* [La petición]:
Responde brevemente, según el fragmento sobre el público y la sociedad:
(a) ¿Con qué queremos confundir al público «con gran sinrazón»?
(b) ¿Qué se señala como la base de la opinión pública?
(c) ¿Cuál es «el gran lazo» que sostiene la sociedad?

Reparo con singular extrañeza que el público tiene gustos infundados […]. Y en todas partes muchos majaderos, que no entienden de nada, disputan de todo […]. El ilustrado público gusta de hablar de lo que no entiende […], concluyo: que no existe un público único, invariable, juez imparcial, como se pretende; que cada clase de la sociedad tiene su público particular, de cuyos rasgos y caracteres diversos y aun heterogéneos se compone la fisonomía monstruosa del que llamamos público; que este es caprichoso, y casi siempre tan injusto y parcial como la mayor parte de los hombres que le componen; que es intolerante al mismo tiempo que sufrido, y rutinero al mismo tiempo que novelero, aunque parezcan dos paradojas; que prefiere sin razón, y se decide sin motivo fundado; que se deja llevar de impresiones pasajeras; que ama con idolatría sin porqué, y aborrece de muerte sin causa; que es maligno y mal pensado, y se recrea con la mordacidad; que por lo regular siente en masa y reunido de una manera muy distinta que cada uno de sus individuos en particular; que suele ser su favorita la medianía intrigante y charlatana, y objeto de su olvido o de su desprecio el mérito modesto; que olvida con facilidad e ingratitud los servicios más importantes, y premia con usura a quien le lisonjea y le engaña; y, por último, que con gran sinrazón queremos confundirle con la posteridad, que casi siempre revoca sus fallos interesados[6].


La base de la opinión pública, y en suma del público, es la sociedad. Pero eso no es decir nada. Es como afirmar que todo es química o todo es agua. Larra considera que no puede haber un buen criterio allí donde hay una mala sociedad, es decir, una sociedad mal educada y peor organizada políticamente. De hecho, su idea de sociedad humana y urbana no puede ser más decepcionante y desesperanzadora. Pero sin embargo, su alternativa es Francia, París y su idealismo galo y europeísta, el mismo que instauró la guillotina en la futura plaza de la Concordia y el mismo que desembocará en los campos de exterminio nazis. Pero en el idealismo de Larra, sólo cuenta la visión rosalegendaria de Europa y la leyenda negra antiespañola:


Podría deducirse que la sociedad es un cambio mutuo de servicios recíprocos. ¡Grave error!; es todo lo contrario: nadie concurre a la reunión para prestarle servicios, sino para recibirlos de ella; es un fondo común donde acuden todos a sacar, y donde nadie deja, sino cuando sólo puede tomar en virtud de permuta. La sociedad es, pues, un cambio mutuo de perjuicios recíprocos. Y el gran lazo que la sostiene es, por una incomprensible contradicción, aquello mismo que parecería destinado a disolverla; es decir, el egoísmo […]. Esa es la sociedad; una reunión de víctimas y de verdugos[7].

* [Información aportada]:
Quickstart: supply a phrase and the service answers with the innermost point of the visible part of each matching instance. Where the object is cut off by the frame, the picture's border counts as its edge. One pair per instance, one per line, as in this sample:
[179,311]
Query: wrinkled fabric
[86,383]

* [Respuesta completa]:
(a) Con la posteridad.
(b) La sociedad.
(c) El egoísmo.